TEXT EXTRACT:
━━━━━━━━━━━━━━━━

In September, I scouted him again as my obsession with this tom began to worry my wife with my frequent stories of how he had bested me the three prior times that I encountered him. I had watched him Labor Day weekend fly down two mornings in a row from his roosting area only 20 yards away from a brush blind located in the three poplar trees I had built that June. I observed him once again, in late September in an afternoon scouting trip, arrive an hour early prior to roosting time by following the swamp edge closest to my poplar blind before flying up to roost. I had paterned him now in regards to my property the best I could before the fall season started. Most of his day he seemed to spend on my neighbors large property feeding and following hens and young adults from this year’s hatch. In my study of him I ascertained that he was at least a 3 year old bird with his heavy bushy beard and his long hooked spurs easily exceeding the other toms that I seen or taken previously. One peculiar thing that I noticed after I first missed him in early spring was that he didn’t seem ever to get any closer than 30 yards to any other tom turkeys and seemed to avoid them on the ground unless roosting. Later I assumed this was due to his leg injury that he had suffered earlier at some point in his life.

━━━━━━━━━━━━━━━━

SUPPLIED ENTRIES:
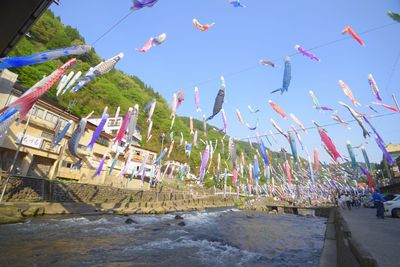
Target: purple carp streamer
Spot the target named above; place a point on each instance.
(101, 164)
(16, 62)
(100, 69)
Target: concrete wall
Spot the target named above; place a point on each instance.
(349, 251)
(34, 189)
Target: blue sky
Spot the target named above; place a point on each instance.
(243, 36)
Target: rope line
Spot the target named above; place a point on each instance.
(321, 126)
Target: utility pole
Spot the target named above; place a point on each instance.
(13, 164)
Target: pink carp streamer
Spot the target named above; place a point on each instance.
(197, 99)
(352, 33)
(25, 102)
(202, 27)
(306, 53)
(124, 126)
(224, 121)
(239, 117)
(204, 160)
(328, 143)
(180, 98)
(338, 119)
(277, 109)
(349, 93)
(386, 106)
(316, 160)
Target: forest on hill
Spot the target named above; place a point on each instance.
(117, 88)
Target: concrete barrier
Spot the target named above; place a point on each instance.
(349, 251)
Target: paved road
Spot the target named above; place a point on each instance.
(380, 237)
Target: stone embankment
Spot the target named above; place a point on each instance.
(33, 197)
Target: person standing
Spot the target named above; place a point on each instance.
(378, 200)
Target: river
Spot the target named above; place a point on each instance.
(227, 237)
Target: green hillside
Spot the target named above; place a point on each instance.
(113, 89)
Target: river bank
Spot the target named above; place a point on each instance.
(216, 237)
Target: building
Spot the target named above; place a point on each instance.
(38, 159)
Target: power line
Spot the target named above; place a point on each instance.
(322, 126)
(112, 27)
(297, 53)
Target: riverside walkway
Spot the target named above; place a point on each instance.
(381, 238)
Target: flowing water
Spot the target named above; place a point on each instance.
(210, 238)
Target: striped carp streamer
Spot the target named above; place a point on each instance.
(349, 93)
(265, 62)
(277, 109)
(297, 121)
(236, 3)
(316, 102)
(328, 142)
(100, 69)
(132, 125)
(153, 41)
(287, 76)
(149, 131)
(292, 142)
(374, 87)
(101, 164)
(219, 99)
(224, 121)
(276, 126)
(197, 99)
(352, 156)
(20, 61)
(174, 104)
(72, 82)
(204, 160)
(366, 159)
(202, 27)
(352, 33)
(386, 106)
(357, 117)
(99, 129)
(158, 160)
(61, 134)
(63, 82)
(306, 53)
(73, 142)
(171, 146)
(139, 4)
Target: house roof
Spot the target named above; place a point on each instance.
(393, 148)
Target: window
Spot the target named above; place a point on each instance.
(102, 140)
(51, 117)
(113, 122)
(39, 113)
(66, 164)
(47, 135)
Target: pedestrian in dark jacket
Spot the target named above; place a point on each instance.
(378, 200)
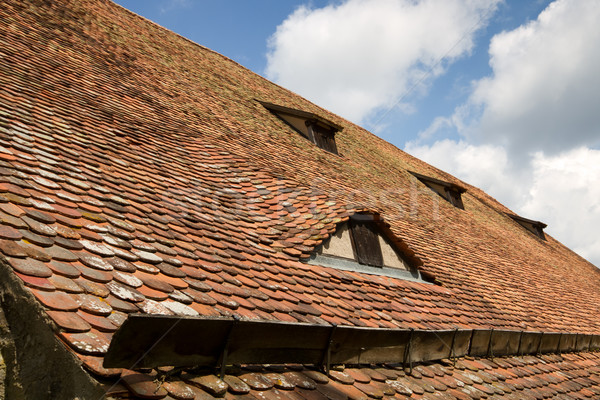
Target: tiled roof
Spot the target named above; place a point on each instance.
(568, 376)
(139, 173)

━━━━━━━━━━━━━━━━

TASK PROMPT: In the turkey-hunting text, how old did the narrator judge the tom to be? The lines have no connection to the text.

OUTPUT BELOW: At least 3 years old.